(Beginning of SELECTED PASSAGE)

Summer is a prime season for families to enjoy fun in the sun. And ants—whose families can have thousands or even millions of hungry little members—are no exception. California is home to around 270 ant species, of which fewer than a dozen are among the most invasive and destructive of house pests. Ants damage your property (especially carpenter ants), carry risk of disease (Argentine ants), and might even set up colonies in your walls and carry in their own food to their new colony (odorous house ants). Others, like the velvety tree ant or the dreaded red fire ant, present a risk of bites and stings. In short, ants might want to celebrate their summer inside your house, but it’s best to keep them outside where they belong.
We’ve put together a few tips to help you manage ant infestations and help reduce the chance that these hardy little critters will come calling.
Food Management is Ant Management
Anyone who’s ever been on a picnic knows ants are drawn to food. They love to feast at humanity’s table, and are especially fond of anything sugary, fruity, or rich in both protein and sugars. So the first step in staving off an invasion is to limit the temptation.
You probably already have a shipshape kitchen and dining area, but even the cleanest home might have a few tempting targets for opportunistic ants. You can help reduce your chances of attracting ants by:
- Keeping food in food areas only. In addition keeping food and eating in the kitchen and dining areas, make sure food, crumbs, and any other debris such as napkins or paper plates are promptly cleaned away.
- Consider ditching your fruit bowl. They’re attractive and convenient, but fruit bowls are also a magnet for a wide array of household pests.
- Harness the power of nature. Soapy water mixed with citrus peels or citrus oil will not only destroy ants, but wash away the scent trails they rely on to follow scouts during an invasion of your home.
Give Ants the Seal of (Dis)Approval
Ants are opportunists, and can infiltrate your home through even the tiniest hole. You probably won’t be able to seal up every nook and cranny, but you can make a decent go of reducing ant infestation by replacing leaky windows and doors, re-caulking existing ones, and replacing all your weather stripping. It’s a home improvement project that’ll improve your home in more ways than one!

(End of SELECTED PASSAGE)
(Beginning of STORED DATA)

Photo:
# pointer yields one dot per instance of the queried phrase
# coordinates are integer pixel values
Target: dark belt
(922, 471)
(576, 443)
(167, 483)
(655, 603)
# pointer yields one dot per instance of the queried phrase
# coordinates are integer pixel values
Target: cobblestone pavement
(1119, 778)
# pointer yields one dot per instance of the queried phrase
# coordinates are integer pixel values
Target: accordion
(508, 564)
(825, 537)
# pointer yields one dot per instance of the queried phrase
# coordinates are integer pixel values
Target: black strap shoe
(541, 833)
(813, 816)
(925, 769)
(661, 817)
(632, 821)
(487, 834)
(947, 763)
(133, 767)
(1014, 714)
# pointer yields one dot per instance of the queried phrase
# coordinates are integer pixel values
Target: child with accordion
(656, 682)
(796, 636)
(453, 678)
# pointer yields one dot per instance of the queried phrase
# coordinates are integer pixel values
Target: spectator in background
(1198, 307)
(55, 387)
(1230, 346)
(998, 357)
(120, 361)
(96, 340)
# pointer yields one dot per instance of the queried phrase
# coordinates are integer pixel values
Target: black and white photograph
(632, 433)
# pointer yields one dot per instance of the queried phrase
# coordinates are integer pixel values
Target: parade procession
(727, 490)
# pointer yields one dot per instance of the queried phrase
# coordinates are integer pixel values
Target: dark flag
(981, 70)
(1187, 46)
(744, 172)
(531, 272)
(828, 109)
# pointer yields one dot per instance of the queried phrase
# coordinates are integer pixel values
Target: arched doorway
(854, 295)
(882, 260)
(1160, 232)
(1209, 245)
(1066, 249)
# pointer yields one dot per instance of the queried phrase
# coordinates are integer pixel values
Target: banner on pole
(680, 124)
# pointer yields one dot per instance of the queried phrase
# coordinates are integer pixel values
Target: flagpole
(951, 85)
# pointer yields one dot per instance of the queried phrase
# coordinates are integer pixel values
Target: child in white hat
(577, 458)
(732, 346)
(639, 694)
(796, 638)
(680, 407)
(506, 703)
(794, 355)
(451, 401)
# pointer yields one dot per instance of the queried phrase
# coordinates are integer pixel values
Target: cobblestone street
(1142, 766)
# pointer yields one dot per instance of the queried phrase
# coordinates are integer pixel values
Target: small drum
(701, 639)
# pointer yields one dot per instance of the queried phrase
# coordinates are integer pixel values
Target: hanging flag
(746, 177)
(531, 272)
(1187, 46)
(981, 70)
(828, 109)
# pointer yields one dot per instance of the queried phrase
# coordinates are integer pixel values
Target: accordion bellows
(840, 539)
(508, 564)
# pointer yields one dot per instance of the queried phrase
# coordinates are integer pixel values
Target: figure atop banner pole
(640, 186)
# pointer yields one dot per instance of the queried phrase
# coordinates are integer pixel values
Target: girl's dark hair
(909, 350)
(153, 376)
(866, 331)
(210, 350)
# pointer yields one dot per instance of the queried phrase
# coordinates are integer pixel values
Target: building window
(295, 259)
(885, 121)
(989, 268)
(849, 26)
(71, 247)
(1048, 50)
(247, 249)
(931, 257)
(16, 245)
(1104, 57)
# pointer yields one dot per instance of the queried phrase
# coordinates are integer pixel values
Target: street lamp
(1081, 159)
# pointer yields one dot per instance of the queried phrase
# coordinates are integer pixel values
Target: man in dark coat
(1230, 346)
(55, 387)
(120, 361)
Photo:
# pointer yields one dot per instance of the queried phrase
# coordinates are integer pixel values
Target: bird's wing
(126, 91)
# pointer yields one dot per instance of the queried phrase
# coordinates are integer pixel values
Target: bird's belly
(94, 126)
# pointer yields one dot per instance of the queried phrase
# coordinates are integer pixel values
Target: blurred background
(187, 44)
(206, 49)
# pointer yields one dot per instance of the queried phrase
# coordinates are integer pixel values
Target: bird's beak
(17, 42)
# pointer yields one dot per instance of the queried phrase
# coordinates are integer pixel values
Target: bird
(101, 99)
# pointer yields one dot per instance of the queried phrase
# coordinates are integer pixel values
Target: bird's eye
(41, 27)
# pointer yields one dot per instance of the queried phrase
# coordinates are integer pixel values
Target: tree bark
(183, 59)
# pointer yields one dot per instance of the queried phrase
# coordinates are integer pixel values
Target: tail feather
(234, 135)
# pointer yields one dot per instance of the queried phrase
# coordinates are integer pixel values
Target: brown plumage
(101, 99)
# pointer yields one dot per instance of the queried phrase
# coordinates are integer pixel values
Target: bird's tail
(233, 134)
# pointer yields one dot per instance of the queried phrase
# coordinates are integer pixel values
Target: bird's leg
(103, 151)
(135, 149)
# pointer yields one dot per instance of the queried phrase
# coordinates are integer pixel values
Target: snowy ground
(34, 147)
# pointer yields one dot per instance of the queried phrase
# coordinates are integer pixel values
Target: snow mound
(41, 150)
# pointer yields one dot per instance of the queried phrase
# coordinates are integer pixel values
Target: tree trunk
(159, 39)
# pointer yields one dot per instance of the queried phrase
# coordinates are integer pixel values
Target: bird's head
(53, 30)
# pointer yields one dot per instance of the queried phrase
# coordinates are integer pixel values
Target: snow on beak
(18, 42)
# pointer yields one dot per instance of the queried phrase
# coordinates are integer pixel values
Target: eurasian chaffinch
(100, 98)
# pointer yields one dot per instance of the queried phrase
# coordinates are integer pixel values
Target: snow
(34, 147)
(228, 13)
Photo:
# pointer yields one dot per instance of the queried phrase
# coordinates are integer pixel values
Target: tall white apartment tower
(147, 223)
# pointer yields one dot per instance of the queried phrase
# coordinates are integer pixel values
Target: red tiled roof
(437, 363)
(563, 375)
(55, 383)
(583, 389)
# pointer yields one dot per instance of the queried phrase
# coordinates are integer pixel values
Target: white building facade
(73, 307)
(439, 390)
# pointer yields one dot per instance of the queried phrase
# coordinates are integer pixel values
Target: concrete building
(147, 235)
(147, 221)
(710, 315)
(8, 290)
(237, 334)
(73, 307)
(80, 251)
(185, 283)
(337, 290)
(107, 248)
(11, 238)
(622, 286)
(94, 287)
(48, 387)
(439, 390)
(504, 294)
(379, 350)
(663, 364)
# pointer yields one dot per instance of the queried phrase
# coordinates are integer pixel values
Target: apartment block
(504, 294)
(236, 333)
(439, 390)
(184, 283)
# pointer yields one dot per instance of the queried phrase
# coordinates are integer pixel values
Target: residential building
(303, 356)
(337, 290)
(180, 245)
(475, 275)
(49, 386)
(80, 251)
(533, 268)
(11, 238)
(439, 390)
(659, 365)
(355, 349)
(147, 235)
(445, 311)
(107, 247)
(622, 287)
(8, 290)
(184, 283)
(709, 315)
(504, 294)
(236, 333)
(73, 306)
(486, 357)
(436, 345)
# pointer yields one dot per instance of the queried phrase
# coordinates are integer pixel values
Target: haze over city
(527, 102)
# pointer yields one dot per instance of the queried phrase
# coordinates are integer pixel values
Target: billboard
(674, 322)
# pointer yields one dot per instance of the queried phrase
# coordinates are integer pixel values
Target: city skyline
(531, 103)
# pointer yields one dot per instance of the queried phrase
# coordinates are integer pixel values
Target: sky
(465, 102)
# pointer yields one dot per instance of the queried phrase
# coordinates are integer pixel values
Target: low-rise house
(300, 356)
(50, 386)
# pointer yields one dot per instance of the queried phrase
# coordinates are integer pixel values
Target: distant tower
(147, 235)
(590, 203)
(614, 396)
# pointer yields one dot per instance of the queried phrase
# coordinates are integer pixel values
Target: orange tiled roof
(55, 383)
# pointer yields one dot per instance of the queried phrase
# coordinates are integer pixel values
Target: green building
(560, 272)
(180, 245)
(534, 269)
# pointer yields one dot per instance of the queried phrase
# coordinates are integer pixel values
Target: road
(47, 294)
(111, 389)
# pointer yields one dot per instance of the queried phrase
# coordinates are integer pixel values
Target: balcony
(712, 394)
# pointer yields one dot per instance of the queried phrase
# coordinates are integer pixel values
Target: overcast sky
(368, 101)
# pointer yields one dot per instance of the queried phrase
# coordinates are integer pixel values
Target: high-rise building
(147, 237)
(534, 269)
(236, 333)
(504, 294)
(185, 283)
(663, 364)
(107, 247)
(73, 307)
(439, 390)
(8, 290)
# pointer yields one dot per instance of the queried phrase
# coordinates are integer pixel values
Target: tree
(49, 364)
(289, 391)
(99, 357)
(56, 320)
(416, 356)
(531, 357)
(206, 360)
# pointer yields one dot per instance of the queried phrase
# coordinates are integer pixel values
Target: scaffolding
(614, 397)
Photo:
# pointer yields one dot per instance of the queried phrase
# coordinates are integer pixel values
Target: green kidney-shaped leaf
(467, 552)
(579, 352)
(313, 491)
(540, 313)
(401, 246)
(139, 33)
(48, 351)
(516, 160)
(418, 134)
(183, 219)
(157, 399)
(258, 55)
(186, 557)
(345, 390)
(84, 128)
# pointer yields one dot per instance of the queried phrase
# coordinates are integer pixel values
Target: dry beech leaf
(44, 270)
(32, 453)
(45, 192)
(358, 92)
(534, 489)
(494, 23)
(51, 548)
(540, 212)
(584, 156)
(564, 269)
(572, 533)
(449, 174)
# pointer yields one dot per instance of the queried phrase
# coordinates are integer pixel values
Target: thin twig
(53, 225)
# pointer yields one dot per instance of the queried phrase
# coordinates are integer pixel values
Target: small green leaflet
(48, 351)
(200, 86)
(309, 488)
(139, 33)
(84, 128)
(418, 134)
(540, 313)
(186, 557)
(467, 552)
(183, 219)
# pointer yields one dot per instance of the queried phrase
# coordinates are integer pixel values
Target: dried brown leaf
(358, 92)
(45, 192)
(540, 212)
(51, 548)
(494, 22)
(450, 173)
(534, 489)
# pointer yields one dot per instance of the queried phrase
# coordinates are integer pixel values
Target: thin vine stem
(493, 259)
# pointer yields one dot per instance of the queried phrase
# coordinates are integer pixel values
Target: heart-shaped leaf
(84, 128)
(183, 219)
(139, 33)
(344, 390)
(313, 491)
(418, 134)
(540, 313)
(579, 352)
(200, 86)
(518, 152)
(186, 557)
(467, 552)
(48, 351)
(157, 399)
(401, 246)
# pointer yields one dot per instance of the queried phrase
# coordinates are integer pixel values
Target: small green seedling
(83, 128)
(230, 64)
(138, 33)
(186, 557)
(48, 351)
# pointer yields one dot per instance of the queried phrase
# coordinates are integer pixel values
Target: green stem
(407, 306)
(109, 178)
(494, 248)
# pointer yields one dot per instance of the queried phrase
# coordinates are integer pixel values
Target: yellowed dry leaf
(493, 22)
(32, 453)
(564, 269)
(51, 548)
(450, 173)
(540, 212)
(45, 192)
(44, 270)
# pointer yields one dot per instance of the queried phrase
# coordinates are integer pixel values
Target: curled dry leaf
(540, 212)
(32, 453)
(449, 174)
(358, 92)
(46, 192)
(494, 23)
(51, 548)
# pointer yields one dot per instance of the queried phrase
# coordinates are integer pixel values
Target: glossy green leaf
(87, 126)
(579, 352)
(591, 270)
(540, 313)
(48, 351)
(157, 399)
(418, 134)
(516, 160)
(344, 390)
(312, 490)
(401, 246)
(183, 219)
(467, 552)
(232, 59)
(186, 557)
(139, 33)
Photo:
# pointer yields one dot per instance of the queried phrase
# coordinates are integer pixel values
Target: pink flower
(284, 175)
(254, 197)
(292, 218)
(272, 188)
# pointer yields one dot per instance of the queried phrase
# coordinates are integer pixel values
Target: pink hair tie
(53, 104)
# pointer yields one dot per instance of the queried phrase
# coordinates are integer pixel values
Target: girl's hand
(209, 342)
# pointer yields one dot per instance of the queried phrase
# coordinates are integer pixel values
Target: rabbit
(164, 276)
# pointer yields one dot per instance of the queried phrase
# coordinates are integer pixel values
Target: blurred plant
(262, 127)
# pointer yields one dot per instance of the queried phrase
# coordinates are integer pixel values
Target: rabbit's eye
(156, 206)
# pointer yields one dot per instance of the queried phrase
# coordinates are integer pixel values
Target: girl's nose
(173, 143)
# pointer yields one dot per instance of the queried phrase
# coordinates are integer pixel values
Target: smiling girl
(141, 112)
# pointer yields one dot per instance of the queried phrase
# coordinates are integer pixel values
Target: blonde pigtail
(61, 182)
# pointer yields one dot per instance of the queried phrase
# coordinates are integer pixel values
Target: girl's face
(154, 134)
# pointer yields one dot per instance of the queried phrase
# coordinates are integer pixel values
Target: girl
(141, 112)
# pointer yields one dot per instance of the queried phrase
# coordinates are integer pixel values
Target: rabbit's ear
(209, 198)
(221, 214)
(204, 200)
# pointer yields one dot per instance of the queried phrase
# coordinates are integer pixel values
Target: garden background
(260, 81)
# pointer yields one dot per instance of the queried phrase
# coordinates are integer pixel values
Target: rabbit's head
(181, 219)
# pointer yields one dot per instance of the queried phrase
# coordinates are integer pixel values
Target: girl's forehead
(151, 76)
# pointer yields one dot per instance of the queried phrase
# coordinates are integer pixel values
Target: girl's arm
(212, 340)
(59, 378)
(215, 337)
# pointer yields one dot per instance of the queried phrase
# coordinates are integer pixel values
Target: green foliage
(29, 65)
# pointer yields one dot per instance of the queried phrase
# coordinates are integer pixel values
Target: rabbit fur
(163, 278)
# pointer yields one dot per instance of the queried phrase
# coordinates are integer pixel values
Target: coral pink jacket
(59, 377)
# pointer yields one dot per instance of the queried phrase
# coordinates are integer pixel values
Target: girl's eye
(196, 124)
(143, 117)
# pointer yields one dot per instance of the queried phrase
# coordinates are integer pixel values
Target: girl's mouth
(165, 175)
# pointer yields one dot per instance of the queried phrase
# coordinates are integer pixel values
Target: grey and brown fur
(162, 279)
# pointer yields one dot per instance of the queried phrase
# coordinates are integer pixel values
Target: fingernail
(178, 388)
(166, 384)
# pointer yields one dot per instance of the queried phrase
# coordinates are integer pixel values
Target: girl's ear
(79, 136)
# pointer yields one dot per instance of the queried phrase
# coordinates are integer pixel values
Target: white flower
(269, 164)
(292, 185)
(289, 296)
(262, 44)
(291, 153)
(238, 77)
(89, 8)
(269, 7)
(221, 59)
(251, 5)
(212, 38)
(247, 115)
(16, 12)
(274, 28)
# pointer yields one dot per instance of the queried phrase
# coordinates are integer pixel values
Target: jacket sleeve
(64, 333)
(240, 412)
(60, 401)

(End of STORED DATA)

= PROBLEMS TO WORK ON =
**1.** Rewrite the ant-control text, everything from "Give Ants the" down to "ways than one!", and swap "weather stripping" for "door sweeps".
**2.** According to the ant-control text, about how many ant species live in California?

= ANSWERS TO THIS EXERCISE =
**1.**
Give Ants the Seal of (Dis)Approval
Ants are opportunists, and can infiltrate your home through even the tiniest hole. You probably won’t be able to seal up every nook and cranny, but you can make a decent go of reducing ant infestation by replacing leaky windows and doors, re-caulking existing ones, and replacing all your door sweeps. It’s a home improvement project that’ll improve your home in more ways than one!

**2.** Around 270.